-- START Record extracts --
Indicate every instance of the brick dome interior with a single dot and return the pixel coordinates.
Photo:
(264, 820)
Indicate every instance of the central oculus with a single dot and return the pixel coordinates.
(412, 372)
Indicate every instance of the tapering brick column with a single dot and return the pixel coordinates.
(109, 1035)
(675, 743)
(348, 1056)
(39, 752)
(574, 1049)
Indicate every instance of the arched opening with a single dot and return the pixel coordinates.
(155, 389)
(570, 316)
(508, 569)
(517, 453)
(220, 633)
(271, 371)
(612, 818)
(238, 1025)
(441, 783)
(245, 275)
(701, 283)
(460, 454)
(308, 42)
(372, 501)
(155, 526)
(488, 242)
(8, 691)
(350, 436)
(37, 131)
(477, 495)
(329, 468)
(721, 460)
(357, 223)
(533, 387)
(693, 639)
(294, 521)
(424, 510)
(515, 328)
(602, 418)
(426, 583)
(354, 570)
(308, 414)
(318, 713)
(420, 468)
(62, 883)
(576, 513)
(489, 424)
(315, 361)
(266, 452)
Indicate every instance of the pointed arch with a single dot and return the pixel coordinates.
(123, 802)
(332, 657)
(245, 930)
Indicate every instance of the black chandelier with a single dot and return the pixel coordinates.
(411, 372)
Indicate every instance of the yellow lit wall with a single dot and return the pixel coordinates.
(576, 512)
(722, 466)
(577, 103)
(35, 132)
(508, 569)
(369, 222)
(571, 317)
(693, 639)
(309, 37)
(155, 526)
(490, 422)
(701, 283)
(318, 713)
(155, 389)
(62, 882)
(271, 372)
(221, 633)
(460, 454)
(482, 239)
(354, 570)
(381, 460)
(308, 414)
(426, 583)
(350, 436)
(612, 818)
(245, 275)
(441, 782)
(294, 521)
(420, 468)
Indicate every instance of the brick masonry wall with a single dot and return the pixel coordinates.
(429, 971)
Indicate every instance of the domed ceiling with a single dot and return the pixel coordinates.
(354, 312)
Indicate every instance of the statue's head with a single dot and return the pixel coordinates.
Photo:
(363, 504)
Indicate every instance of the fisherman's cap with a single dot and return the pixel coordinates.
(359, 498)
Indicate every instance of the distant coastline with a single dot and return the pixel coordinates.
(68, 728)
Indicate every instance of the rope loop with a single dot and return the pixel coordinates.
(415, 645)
-- END Record extracts --
■ Direction: Please quote the data above in full, with no line missing.

■ Reply to the exercise:
Indicate every instance of the brick dome interior with a single dot and return the pixel coordinates.
Photo:
(264, 820)
Indicate every instance of the central oculus with a single dot and return the pixel coordinates.
(412, 372)
Indicate every instance of the tapering brick column with a single dot and return the pixel coordinates.
(109, 1035)
(675, 743)
(348, 1056)
(39, 752)
(574, 1049)
Indicate every instance of the arched opening with a single dot and return the pixel coordinates.
(155, 389)
(570, 316)
(508, 569)
(517, 453)
(220, 633)
(271, 371)
(612, 818)
(238, 1025)
(441, 783)
(245, 275)
(701, 283)
(460, 454)
(308, 42)
(372, 501)
(155, 526)
(488, 242)
(8, 691)
(350, 436)
(37, 131)
(477, 495)
(329, 468)
(721, 460)
(357, 223)
(533, 387)
(693, 639)
(294, 521)
(424, 510)
(515, 328)
(602, 418)
(426, 583)
(354, 570)
(308, 414)
(318, 713)
(420, 468)
(62, 883)
(576, 513)
(489, 424)
(315, 361)
(266, 452)
Indicate every instance of the pointed arch with a single dot and return the pixel coordinates.
(123, 802)
(332, 657)
(245, 930)
Indicate every instance of the black chandelier with a single dot and return the pixel coordinates.
(411, 372)
Indicate every instance of the yellow lit wall with a single dot and return the pixel coordinates.
(576, 512)
(722, 466)
(577, 103)
(35, 132)
(508, 569)
(369, 222)
(571, 317)
(693, 639)
(309, 37)
(155, 526)
(490, 422)
(701, 283)
(318, 713)
(155, 389)
(62, 882)
(271, 372)
(221, 633)
(460, 454)
(482, 239)
(354, 570)
(381, 460)
(308, 414)
(426, 583)
(350, 436)
(612, 818)
(245, 275)
(441, 782)
(294, 521)
(420, 468)
Indicate every instance of the brick masonry wall with a single dot and return the pixel coordinates.
(429, 971)
Indicate every instance of the domed ceiling with a single dot and return the pixel coordinates.
(354, 312)
Indicate every instance of the statue's head with a single dot and return the pixel coordinates.
Photo:
(363, 504)
Indicate every instance of the fisherman's cap with a single dot and return the pixel coordinates.
(359, 498)
Indicate every instance of the distant coastline with a single dot and return the pixel coordinates.
(68, 728)
Indicate every instance of the rope loop with a single dot and return the pixel coordinates.
(415, 645)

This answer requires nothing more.